Okay, now that we have taken our baby steps, we can make the adult leap forward to an actually usable power amplifier.

We have given the OpAmp +/-15V power-supply rails and added a high-voltage PNP transistor, an MJE350. Because the transistor inverts its input signal, we must invert the OpAmp inputs, so that the inverting input is used as the inverting input for the entire power amplifier. The amplifier's input signal is capacitor coupled with the 1µF capacitor and the two-resistor voltage divider feeds the slightly attenuated input signal to the OpAmp's non-inverting input.

The assumption here is that the input signal source will offer a low input impedance, so that the two-resistor voltage divider can do its magic. If a 100k volume potentiometer is used in front of the coupling capacitor, then the deal is off, as the potentiometer's high output impedance, as much as 25k with a 100k potentiometer, will undo the AC voltage division. (The DC voltage division will still obtain, as will the auto-bias functionality.) If a volume potentiometer or high-impedance signal source must be used, then the following workaround will offer the required low input impedance for the two-resistor voltage divider.

· · ·

STATED GOAL 1 = Decide whether each statement agrees with the amplifier text. Answer yes or no and quote the deciding words. (a) The transistor added to the OpAmp is an NPN type. (b) The amplifier's input signal is coupled through a 1µF capacitor. (c) Using a 100k volume potentiometer in front of the coupling capacitor stops the DC voltage division from working.
The records have no connection to the amplifier text.

· · ·

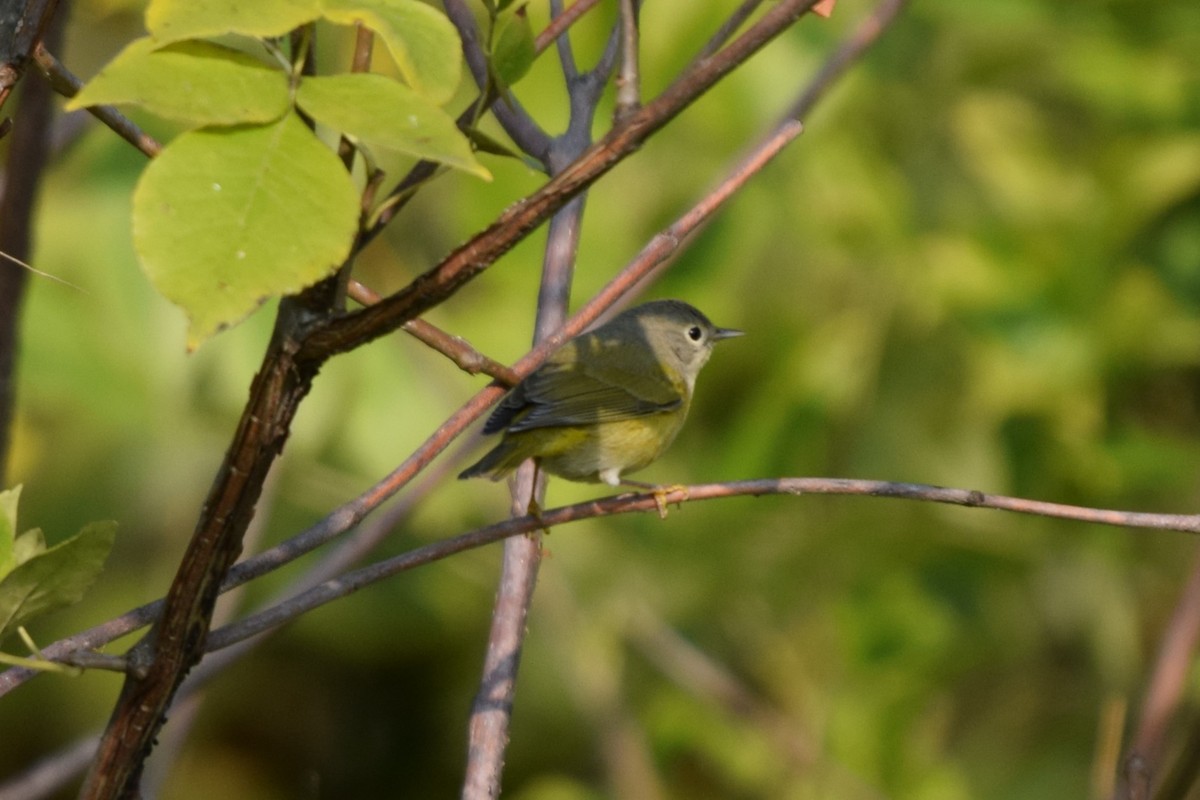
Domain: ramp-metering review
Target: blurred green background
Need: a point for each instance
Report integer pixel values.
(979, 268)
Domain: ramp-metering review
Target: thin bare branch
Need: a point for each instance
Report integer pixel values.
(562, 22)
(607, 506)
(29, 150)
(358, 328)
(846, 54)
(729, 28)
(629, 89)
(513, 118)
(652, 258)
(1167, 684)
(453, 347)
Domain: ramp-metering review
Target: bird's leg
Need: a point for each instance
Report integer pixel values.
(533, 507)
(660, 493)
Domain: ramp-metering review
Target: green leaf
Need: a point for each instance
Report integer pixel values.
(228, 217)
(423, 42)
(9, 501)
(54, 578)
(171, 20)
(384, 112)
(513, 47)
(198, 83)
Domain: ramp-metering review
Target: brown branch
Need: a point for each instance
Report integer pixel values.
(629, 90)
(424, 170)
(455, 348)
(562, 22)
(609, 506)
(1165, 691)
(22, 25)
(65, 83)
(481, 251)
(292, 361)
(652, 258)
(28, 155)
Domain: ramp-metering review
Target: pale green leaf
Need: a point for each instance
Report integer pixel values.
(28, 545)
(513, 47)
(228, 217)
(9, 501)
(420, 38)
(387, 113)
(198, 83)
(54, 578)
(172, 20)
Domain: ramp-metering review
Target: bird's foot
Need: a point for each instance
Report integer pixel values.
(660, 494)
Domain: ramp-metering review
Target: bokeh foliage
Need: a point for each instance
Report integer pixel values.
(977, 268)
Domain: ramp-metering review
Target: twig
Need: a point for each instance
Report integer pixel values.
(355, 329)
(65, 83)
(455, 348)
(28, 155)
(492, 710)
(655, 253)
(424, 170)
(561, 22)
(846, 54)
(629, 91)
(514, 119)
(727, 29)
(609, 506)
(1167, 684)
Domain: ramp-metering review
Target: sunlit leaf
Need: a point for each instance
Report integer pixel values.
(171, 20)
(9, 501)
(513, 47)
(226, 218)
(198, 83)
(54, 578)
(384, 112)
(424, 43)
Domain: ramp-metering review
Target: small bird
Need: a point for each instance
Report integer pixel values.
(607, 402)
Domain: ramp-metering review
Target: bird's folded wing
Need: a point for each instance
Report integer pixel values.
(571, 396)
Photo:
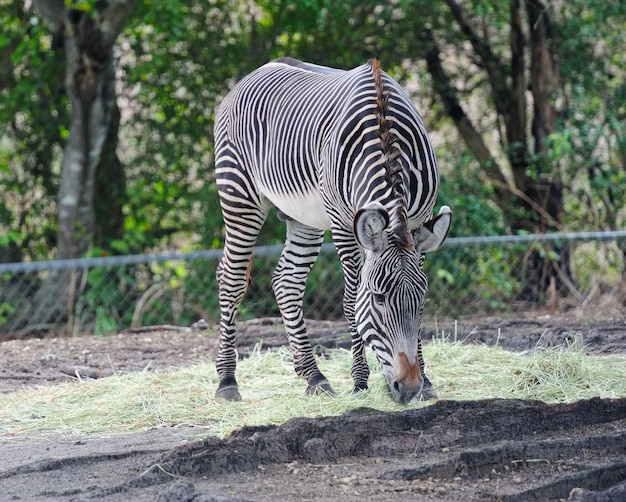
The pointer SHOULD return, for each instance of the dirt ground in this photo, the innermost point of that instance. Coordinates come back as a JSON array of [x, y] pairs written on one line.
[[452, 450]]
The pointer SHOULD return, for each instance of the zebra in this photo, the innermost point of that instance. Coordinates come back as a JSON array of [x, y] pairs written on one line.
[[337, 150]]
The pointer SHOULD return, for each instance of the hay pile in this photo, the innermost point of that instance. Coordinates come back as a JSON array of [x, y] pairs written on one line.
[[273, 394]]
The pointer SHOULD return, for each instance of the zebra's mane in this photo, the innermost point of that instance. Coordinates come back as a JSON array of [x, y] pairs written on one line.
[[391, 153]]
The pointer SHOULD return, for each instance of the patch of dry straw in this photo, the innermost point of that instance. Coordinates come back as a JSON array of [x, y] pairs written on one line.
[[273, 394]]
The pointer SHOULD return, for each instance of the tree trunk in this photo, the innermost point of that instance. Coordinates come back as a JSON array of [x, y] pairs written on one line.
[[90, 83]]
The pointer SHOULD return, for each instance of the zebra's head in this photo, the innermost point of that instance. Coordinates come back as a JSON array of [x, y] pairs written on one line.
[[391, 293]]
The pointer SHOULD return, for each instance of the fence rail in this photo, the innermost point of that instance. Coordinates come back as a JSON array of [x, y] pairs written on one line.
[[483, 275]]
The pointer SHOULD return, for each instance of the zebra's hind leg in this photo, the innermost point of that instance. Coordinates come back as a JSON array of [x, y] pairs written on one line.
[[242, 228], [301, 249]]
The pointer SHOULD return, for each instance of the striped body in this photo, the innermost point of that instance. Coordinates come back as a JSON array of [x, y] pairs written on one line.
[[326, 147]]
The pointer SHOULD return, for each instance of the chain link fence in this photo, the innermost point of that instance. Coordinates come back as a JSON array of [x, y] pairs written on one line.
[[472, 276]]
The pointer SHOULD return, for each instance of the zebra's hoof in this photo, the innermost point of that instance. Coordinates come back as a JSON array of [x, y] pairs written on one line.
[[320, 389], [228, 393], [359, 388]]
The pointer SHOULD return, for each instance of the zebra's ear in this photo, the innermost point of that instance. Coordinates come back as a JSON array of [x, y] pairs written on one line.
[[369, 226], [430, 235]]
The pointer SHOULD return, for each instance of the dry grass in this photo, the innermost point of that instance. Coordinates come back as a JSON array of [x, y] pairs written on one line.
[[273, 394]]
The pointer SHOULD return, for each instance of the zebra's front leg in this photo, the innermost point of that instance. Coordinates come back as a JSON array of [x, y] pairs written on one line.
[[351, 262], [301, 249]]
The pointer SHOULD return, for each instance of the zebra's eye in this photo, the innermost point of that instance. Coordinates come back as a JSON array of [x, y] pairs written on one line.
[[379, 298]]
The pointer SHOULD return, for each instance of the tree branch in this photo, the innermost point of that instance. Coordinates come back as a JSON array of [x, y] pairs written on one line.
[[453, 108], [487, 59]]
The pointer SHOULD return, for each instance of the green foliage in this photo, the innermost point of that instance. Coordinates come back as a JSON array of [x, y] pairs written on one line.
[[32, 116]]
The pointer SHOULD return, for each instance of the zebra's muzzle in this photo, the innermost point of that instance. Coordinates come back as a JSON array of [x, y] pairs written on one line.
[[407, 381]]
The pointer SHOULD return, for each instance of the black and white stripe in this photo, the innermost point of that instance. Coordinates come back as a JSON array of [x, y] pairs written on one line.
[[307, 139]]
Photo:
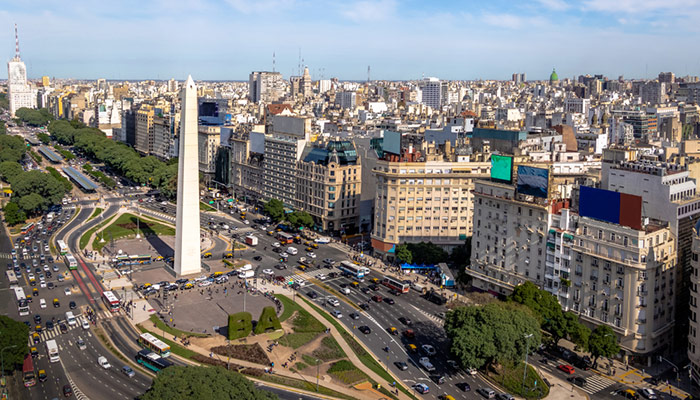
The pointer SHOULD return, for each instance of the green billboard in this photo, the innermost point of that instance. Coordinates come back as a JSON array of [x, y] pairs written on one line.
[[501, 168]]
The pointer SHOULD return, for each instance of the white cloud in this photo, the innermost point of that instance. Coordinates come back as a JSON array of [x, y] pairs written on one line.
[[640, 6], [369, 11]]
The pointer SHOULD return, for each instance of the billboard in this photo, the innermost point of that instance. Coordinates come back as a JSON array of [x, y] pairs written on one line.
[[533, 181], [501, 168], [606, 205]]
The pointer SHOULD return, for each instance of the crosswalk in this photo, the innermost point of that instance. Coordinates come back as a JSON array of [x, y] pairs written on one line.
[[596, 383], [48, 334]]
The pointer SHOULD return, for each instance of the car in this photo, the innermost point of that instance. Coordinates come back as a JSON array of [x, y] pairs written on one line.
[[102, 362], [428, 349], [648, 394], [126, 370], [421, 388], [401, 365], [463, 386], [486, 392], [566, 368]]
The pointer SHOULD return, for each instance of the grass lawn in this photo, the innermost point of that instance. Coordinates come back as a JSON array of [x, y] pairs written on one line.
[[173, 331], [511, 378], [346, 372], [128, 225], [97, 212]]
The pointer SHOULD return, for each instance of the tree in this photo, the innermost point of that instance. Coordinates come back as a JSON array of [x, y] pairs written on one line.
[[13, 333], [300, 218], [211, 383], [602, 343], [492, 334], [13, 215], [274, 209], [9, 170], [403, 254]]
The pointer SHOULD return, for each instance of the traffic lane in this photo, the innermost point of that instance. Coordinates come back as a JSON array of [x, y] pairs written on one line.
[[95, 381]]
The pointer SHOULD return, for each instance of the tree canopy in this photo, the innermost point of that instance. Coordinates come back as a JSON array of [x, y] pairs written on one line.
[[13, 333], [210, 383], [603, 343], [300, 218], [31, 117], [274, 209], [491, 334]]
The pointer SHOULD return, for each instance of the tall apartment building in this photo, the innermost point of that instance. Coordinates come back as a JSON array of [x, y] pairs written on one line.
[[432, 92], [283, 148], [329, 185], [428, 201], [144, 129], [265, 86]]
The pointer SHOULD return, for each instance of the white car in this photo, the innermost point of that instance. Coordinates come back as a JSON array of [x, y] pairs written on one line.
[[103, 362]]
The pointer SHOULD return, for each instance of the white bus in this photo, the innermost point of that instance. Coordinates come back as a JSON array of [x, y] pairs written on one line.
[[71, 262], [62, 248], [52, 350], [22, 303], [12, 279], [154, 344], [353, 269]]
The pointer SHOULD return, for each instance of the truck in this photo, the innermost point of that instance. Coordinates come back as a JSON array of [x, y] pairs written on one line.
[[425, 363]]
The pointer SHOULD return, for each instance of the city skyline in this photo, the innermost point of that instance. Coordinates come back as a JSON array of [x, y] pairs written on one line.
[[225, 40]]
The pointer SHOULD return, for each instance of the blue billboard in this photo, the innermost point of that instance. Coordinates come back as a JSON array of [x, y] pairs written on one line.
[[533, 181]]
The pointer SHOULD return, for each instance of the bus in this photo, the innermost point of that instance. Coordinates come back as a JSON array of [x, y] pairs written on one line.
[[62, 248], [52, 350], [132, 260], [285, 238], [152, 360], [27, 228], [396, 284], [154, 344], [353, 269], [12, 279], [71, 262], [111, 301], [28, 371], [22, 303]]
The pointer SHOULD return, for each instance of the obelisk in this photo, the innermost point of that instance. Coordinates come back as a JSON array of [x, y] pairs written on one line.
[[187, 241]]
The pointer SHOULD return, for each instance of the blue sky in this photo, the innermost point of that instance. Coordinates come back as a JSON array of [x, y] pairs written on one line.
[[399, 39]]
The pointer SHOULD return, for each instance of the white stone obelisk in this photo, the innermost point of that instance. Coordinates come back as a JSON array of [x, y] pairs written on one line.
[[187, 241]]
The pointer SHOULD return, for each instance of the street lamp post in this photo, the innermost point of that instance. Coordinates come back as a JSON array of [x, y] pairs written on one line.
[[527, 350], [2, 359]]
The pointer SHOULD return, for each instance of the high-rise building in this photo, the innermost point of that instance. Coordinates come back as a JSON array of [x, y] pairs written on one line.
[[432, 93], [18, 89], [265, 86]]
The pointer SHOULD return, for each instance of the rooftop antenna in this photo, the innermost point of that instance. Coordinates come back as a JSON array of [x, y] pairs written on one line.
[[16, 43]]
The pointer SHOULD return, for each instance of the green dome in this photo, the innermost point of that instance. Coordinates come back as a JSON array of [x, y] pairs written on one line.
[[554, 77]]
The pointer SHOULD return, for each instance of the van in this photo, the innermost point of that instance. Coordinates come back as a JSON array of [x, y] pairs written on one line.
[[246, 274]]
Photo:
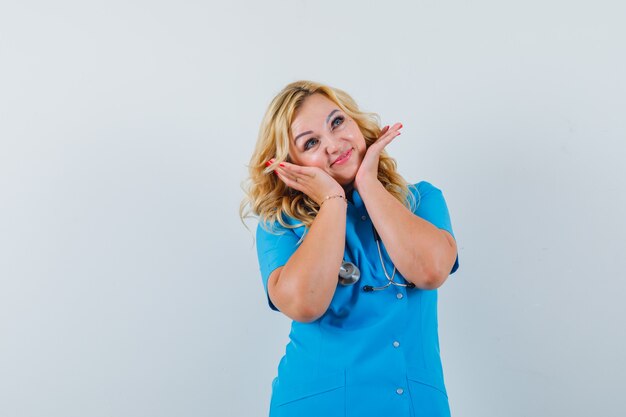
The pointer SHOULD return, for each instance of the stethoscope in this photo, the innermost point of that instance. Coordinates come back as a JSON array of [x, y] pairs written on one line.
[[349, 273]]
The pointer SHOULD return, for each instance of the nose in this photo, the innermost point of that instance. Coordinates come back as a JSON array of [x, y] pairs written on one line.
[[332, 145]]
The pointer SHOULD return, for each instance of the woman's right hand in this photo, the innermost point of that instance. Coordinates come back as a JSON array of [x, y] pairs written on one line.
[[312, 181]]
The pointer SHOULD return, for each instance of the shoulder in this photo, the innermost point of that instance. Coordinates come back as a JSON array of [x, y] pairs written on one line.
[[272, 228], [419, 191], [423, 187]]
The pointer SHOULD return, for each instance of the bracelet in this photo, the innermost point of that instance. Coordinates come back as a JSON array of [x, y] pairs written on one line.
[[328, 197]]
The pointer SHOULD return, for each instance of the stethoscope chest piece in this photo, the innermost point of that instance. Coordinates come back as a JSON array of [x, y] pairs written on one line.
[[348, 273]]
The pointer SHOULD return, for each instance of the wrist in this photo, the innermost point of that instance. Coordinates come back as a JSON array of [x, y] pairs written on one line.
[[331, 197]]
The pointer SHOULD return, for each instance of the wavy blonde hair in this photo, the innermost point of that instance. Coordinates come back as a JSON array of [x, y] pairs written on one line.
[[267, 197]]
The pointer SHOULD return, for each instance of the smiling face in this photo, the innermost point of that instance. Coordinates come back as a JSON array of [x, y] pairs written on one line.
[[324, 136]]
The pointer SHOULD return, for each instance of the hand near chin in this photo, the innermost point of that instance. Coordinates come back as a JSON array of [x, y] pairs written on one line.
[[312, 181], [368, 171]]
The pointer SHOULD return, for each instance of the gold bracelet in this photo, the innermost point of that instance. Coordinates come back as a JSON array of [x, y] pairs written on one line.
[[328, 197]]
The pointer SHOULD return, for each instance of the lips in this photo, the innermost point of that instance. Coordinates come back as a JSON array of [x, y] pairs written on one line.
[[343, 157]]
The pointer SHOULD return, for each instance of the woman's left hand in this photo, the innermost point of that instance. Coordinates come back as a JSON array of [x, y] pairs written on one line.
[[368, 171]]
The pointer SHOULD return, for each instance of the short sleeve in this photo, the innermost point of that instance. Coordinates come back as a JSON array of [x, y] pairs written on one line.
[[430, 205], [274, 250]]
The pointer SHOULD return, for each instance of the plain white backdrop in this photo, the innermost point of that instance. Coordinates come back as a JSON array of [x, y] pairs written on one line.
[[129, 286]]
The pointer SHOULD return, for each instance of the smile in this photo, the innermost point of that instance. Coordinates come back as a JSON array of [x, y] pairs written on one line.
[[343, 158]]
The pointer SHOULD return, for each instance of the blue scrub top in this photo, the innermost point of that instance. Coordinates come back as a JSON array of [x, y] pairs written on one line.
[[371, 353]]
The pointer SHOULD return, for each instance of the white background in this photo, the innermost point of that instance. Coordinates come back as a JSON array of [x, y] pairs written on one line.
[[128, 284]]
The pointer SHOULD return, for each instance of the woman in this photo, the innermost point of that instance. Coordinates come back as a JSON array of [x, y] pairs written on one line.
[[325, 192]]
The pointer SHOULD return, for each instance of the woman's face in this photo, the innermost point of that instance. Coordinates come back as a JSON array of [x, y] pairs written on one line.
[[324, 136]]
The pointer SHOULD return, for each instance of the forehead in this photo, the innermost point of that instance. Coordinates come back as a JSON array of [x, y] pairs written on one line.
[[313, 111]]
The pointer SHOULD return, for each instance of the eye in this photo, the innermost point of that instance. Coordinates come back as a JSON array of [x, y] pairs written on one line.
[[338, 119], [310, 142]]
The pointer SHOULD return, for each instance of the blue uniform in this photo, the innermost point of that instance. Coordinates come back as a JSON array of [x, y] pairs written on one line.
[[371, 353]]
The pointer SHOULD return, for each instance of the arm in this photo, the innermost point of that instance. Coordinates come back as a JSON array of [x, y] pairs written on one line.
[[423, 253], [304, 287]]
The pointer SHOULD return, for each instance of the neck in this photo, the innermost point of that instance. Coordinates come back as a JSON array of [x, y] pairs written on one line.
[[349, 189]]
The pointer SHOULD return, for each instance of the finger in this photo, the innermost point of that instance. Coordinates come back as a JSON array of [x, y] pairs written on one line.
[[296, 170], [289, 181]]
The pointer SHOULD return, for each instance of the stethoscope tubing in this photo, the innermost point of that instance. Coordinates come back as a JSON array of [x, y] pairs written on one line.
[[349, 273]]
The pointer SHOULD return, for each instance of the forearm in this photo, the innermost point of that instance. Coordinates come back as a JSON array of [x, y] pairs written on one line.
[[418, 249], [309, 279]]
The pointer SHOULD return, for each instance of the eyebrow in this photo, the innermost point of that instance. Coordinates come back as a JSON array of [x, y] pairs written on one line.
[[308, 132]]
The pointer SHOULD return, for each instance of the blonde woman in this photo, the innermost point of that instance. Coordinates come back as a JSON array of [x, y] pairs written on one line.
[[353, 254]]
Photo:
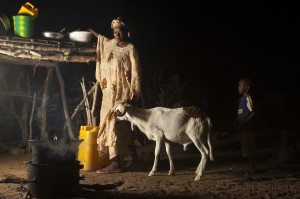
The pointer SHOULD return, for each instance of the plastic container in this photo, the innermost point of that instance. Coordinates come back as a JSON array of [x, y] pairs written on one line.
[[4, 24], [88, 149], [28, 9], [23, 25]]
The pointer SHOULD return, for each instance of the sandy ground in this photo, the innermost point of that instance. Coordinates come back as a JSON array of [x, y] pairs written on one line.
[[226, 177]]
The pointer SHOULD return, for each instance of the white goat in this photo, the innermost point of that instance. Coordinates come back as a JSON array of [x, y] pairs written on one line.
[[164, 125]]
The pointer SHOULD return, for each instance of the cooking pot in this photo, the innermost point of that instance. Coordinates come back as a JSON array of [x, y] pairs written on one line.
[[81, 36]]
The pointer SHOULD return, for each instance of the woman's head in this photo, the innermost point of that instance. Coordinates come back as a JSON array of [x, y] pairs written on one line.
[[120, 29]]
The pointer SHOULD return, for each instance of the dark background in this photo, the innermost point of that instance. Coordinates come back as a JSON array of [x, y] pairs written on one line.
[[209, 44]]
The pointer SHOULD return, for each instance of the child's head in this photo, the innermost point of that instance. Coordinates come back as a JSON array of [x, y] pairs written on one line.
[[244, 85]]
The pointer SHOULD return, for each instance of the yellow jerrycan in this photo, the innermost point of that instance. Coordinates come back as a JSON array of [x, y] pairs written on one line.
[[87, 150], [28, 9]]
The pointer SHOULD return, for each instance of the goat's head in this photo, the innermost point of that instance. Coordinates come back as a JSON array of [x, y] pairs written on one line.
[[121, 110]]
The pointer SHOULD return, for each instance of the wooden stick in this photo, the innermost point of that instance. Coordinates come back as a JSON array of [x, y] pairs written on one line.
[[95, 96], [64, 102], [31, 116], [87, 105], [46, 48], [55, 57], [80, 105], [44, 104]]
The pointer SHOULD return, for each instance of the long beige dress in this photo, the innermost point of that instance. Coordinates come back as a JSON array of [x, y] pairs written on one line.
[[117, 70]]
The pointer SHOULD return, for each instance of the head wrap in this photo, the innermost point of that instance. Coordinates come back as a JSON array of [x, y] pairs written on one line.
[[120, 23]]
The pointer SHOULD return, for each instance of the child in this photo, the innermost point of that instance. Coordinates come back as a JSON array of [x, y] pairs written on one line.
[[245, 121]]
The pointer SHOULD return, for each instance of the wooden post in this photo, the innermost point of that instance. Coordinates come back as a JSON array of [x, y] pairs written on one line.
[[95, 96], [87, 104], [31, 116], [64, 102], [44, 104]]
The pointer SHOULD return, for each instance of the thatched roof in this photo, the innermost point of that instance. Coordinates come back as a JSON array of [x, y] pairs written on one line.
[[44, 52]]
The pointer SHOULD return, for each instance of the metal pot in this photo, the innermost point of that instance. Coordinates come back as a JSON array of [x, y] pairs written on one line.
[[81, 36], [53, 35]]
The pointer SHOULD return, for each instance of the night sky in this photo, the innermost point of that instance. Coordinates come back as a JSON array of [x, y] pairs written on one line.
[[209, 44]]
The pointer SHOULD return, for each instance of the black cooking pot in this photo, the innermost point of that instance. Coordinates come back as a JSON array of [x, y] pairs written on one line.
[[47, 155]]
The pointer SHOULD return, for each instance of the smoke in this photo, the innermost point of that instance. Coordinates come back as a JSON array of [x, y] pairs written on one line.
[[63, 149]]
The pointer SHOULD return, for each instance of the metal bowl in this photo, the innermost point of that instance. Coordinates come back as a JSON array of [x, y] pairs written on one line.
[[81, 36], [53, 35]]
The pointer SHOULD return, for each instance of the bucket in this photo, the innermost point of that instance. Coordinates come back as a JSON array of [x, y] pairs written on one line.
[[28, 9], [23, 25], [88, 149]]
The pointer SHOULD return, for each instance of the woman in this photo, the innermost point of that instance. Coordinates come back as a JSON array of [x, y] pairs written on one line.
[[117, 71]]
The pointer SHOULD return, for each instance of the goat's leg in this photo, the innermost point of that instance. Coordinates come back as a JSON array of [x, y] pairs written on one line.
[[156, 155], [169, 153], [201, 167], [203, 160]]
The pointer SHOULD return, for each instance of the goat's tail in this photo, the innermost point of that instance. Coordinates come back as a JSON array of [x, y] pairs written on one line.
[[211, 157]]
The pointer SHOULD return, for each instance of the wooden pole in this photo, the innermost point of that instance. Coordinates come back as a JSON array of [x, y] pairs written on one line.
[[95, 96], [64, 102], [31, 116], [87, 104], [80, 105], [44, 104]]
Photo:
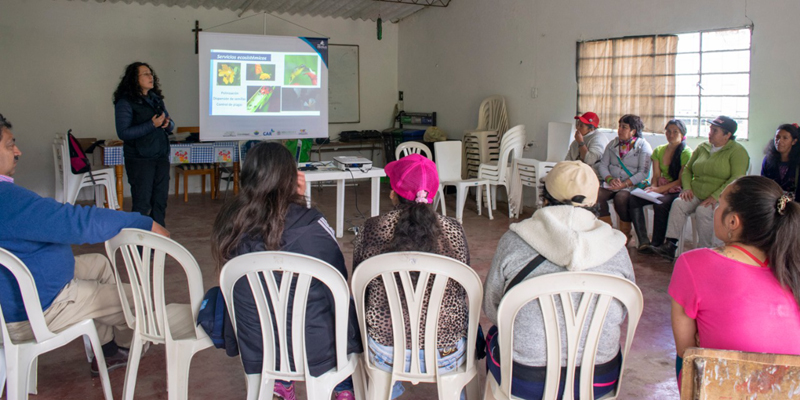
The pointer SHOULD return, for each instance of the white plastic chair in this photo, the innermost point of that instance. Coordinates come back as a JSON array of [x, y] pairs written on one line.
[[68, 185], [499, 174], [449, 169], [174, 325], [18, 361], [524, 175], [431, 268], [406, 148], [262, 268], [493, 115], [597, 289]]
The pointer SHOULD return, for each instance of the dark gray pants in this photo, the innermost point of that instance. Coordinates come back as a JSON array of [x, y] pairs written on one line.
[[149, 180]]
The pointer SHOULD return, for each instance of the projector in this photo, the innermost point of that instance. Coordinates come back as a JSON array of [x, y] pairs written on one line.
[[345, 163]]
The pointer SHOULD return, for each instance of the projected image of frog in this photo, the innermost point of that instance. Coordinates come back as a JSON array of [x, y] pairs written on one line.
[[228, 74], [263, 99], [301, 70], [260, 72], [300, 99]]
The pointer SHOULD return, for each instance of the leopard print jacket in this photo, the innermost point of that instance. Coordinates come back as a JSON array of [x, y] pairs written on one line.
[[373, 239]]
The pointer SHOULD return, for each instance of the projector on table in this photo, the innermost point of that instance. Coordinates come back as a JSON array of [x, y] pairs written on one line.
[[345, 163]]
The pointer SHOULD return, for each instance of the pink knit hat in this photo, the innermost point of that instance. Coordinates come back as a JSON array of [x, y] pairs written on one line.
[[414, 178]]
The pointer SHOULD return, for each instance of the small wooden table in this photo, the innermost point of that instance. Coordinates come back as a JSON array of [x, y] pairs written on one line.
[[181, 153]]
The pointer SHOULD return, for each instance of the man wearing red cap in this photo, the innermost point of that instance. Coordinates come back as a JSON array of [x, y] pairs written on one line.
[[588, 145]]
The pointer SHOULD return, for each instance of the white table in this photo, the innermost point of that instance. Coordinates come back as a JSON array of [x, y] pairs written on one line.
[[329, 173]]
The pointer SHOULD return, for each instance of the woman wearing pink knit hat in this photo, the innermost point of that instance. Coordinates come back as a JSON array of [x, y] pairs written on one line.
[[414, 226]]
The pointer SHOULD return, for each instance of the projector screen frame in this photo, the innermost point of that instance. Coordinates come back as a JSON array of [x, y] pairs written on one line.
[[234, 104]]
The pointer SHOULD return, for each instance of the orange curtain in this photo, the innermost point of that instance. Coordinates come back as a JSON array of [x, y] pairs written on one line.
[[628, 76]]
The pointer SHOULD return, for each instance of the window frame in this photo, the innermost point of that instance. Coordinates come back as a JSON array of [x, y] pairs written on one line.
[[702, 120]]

· · ·

STATED GOAL 2 = Give only the number of lines in the records that contain the string "grass".

WRITTEN RESPONSE 1 =
(a) No: "added a high-voltage PNP transistor, an MJE350"
(b) Yes: "The amplifier's input signal is capacitor coupled with the 1µF capacitor"
(c) No: "The DC voltage division will still obtain"

WRITTEN RESPONSE 2 = 2